**WORK REQUEST:** Whenever the word "outlet" shows up in a line of the data, copy that line.

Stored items
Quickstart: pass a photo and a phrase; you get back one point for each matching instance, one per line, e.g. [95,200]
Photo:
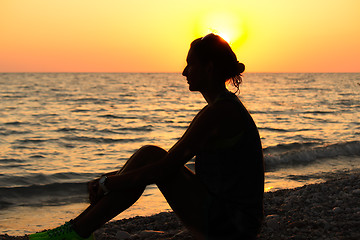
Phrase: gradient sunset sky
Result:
[154,35]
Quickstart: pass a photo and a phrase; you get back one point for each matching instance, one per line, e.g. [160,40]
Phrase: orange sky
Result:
[154,36]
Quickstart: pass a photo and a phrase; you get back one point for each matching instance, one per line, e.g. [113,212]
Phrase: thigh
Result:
[187,196]
[145,155]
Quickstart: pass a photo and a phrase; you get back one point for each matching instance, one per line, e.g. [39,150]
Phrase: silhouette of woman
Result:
[223,199]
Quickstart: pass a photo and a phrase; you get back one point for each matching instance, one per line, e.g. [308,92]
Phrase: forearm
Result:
[136,178]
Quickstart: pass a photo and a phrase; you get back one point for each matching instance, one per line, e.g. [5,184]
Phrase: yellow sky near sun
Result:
[154,36]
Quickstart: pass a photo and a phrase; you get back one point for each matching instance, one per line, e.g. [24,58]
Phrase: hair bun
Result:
[241,67]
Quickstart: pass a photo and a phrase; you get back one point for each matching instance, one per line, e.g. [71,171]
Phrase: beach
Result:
[60,130]
[328,210]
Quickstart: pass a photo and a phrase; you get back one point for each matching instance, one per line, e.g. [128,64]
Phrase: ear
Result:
[209,68]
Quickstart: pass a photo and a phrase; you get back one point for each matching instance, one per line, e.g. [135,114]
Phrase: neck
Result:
[212,94]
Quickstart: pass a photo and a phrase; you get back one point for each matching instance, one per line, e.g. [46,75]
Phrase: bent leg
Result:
[187,196]
[115,202]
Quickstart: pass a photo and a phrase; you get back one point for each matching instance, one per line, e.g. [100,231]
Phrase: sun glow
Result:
[227,25]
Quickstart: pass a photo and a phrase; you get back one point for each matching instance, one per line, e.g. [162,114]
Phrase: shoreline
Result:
[328,210]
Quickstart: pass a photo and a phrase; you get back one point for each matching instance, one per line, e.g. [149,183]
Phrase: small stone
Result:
[337,210]
[273,224]
[122,235]
[149,233]
[356,192]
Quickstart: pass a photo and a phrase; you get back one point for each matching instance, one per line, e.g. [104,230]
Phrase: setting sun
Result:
[225,24]
[154,36]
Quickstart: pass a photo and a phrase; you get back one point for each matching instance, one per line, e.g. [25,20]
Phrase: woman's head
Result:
[214,50]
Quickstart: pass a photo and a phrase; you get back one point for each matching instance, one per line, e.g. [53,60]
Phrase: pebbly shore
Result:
[329,210]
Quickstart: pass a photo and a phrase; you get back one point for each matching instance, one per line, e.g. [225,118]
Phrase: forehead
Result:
[192,56]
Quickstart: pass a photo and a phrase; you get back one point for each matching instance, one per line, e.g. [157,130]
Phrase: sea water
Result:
[60,130]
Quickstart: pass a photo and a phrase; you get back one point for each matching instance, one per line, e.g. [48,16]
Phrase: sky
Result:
[155,35]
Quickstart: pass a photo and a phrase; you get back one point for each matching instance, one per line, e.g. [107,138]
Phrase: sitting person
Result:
[223,199]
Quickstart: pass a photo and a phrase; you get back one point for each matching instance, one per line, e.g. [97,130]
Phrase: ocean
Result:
[60,130]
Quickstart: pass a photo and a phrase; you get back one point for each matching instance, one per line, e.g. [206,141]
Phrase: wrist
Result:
[102,184]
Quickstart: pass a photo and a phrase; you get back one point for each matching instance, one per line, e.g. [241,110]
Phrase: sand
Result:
[329,210]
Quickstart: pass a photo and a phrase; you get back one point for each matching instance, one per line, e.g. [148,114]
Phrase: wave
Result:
[43,195]
[101,139]
[306,153]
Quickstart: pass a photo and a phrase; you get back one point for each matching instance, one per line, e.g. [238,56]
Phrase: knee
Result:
[152,151]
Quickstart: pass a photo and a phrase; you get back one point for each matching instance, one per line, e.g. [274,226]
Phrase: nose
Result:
[185,71]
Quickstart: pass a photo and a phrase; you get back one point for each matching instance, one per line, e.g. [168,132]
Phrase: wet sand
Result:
[329,210]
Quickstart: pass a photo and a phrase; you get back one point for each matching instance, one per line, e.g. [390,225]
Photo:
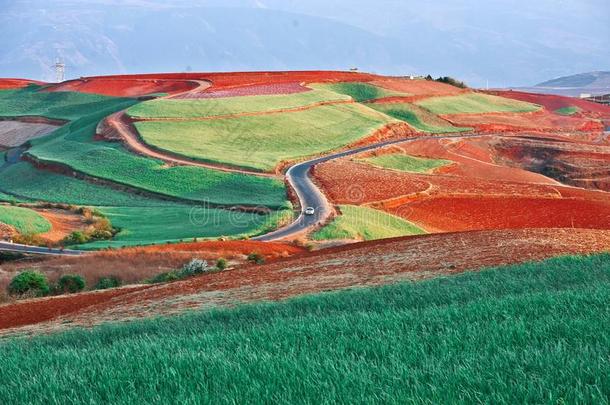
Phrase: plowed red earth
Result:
[541,121]
[447,214]
[255,90]
[137,85]
[425,88]
[363,264]
[552,102]
[127,87]
[16,83]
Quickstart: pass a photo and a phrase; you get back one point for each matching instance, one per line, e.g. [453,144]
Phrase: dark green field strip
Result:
[533,333]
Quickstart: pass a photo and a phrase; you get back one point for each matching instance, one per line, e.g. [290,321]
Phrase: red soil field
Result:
[16,83]
[137,85]
[449,214]
[363,264]
[133,265]
[418,87]
[552,102]
[253,90]
[541,121]
[124,87]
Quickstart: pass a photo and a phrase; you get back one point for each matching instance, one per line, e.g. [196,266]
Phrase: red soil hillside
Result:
[553,103]
[138,85]
[16,83]
[363,264]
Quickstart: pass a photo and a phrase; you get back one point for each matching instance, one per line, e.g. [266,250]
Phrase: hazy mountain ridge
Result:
[459,39]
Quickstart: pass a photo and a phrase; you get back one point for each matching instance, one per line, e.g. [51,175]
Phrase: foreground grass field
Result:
[168,108]
[533,333]
[417,117]
[359,92]
[261,142]
[24,220]
[474,103]
[365,223]
[407,163]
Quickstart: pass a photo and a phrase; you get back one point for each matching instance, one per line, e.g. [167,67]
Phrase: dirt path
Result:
[363,264]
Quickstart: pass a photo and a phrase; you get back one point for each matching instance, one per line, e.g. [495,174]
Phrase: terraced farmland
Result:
[365,224]
[360,92]
[417,117]
[481,332]
[211,107]
[261,142]
[24,220]
[474,103]
[407,163]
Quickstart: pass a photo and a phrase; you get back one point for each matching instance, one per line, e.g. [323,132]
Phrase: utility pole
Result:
[60,70]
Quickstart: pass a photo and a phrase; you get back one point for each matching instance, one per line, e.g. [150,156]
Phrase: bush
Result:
[29,283]
[108,282]
[256,258]
[221,264]
[166,277]
[76,238]
[452,81]
[195,266]
[70,283]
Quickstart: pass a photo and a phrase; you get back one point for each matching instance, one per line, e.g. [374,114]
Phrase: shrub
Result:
[221,264]
[29,283]
[452,81]
[166,277]
[256,258]
[108,282]
[195,266]
[70,283]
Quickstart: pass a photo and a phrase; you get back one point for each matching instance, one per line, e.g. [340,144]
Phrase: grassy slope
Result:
[73,145]
[414,117]
[143,220]
[365,223]
[567,110]
[165,108]
[25,220]
[59,105]
[533,333]
[407,163]
[359,91]
[261,142]
[474,103]
[174,222]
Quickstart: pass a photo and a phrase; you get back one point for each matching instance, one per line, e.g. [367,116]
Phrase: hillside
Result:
[498,325]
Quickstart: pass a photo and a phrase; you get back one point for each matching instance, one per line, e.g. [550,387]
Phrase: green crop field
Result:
[29,183]
[571,110]
[474,103]
[59,105]
[365,223]
[175,222]
[24,220]
[181,108]
[261,142]
[72,145]
[417,117]
[532,333]
[359,92]
[407,163]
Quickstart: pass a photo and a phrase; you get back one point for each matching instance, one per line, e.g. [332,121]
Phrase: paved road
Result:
[310,195]
[14,247]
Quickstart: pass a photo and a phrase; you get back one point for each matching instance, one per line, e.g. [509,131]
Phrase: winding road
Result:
[311,196]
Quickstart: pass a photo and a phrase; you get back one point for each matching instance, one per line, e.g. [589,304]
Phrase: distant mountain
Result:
[594,83]
[503,42]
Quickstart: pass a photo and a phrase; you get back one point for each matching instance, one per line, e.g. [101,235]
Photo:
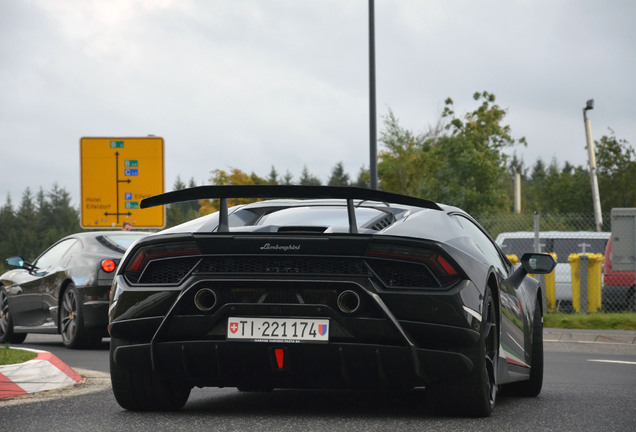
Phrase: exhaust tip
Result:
[348,301]
[205,299]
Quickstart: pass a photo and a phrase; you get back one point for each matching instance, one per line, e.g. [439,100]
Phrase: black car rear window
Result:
[121,241]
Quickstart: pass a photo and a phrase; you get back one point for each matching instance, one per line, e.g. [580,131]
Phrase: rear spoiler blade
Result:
[285,191]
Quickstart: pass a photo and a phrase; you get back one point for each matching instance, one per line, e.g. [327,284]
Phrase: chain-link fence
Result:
[585,279]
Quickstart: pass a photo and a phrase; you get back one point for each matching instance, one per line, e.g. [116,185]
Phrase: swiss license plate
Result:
[278,329]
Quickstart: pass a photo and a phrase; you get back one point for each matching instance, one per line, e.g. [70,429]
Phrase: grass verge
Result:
[595,321]
[13,356]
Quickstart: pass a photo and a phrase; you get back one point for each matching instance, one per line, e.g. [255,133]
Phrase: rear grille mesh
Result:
[289,265]
[393,274]
[396,274]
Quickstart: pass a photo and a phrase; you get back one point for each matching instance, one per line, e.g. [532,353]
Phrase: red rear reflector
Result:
[450,270]
[279,353]
[108,265]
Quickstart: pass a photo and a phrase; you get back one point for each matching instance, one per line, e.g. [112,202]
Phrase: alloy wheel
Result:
[70,308]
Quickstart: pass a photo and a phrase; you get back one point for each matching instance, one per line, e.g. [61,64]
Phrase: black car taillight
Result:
[108,265]
[403,266]
[166,253]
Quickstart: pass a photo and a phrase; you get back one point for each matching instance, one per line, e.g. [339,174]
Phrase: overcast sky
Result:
[262,83]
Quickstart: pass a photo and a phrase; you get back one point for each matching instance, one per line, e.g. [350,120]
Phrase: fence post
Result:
[537,249]
[584,265]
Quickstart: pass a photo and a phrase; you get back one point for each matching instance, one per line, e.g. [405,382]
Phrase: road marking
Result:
[613,361]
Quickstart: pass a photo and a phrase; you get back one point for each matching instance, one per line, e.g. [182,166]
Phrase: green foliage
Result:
[307,179]
[459,162]
[15,356]
[182,212]
[555,190]
[603,321]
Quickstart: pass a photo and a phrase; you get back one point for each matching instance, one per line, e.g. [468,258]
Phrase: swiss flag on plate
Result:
[322,329]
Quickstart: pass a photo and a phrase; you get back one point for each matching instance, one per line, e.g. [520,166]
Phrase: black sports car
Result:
[336,288]
[65,290]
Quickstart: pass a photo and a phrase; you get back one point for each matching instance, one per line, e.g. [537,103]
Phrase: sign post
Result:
[117,173]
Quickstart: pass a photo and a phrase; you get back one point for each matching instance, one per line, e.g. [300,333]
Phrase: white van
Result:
[562,243]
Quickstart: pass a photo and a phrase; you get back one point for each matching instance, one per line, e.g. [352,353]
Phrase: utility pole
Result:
[373,150]
[598,217]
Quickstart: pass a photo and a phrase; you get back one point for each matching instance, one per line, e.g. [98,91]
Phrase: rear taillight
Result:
[437,271]
[149,253]
[108,265]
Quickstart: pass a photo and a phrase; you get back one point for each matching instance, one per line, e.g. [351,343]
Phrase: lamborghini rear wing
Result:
[286,191]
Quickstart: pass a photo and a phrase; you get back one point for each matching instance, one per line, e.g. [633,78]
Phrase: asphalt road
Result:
[588,386]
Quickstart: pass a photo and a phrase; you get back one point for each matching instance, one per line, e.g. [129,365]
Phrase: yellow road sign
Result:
[117,173]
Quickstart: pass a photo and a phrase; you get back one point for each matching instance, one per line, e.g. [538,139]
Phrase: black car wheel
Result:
[74,334]
[144,390]
[532,387]
[6,323]
[474,395]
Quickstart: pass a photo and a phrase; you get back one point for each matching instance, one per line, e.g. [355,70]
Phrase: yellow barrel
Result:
[594,264]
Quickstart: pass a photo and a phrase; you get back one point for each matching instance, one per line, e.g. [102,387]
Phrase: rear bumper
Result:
[268,365]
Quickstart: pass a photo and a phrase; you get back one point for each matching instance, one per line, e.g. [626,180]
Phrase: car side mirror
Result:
[535,263]
[538,263]
[16,262]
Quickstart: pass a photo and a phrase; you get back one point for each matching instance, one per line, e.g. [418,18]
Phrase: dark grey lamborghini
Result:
[65,290]
[324,287]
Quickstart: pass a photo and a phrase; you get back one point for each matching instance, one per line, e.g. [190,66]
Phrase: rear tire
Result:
[532,387]
[474,395]
[144,390]
[7,335]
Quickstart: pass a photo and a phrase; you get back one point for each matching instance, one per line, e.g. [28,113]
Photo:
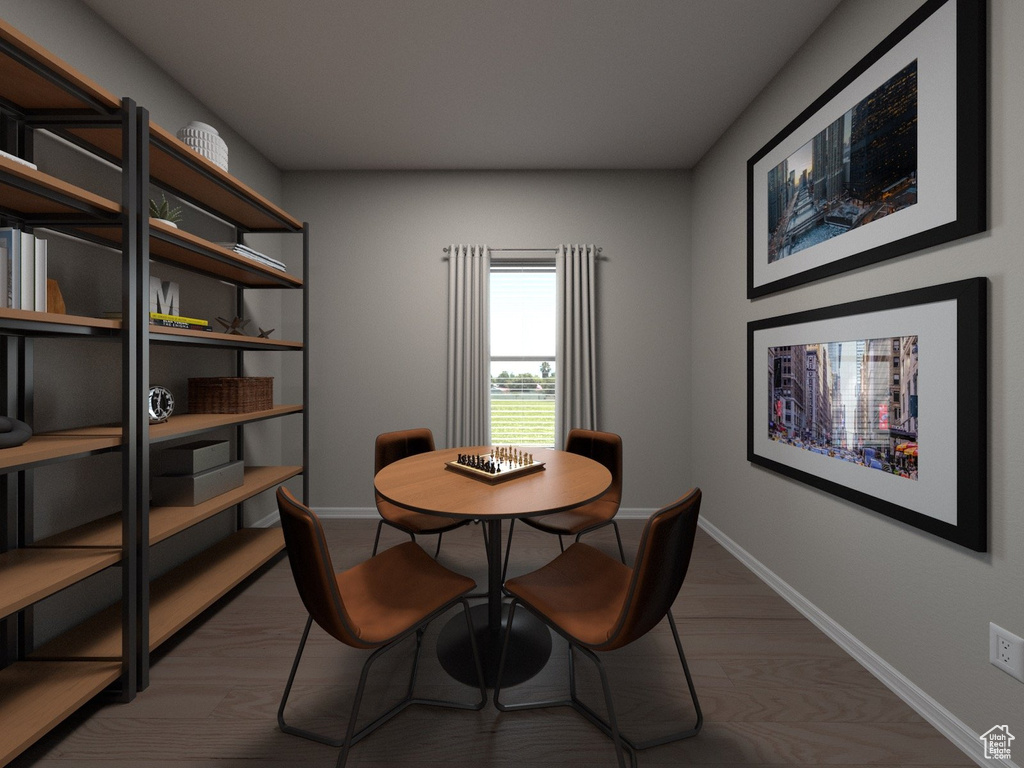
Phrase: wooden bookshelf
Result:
[30,574]
[166,521]
[175,598]
[65,88]
[50,323]
[192,252]
[37,695]
[184,335]
[51,446]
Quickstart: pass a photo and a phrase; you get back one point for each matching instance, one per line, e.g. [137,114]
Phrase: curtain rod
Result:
[446,249]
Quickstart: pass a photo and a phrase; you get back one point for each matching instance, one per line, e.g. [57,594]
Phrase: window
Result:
[522,353]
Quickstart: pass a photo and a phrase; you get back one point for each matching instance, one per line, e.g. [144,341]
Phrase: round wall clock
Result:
[161,404]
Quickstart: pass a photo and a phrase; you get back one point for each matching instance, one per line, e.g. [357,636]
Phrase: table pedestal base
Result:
[529,647]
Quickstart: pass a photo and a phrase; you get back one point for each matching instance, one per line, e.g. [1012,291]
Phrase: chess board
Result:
[507,470]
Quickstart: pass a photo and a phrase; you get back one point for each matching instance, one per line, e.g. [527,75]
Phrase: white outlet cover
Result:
[1015,666]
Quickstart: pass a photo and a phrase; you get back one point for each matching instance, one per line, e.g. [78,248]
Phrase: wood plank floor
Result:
[775,691]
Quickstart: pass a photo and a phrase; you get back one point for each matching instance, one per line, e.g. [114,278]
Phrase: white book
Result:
[12,239]
[40,274]
[4,267]
[28,271]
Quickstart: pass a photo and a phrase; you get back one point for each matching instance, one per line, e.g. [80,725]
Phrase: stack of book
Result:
[255,255]
[23,270]
[168,321]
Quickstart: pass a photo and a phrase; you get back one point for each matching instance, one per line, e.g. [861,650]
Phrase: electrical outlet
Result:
[1006,650]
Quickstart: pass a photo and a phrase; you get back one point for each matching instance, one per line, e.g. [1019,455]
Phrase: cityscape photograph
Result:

**ANSWER AREA:**
Phrase: white outlet cover
Phrase: electrical outlet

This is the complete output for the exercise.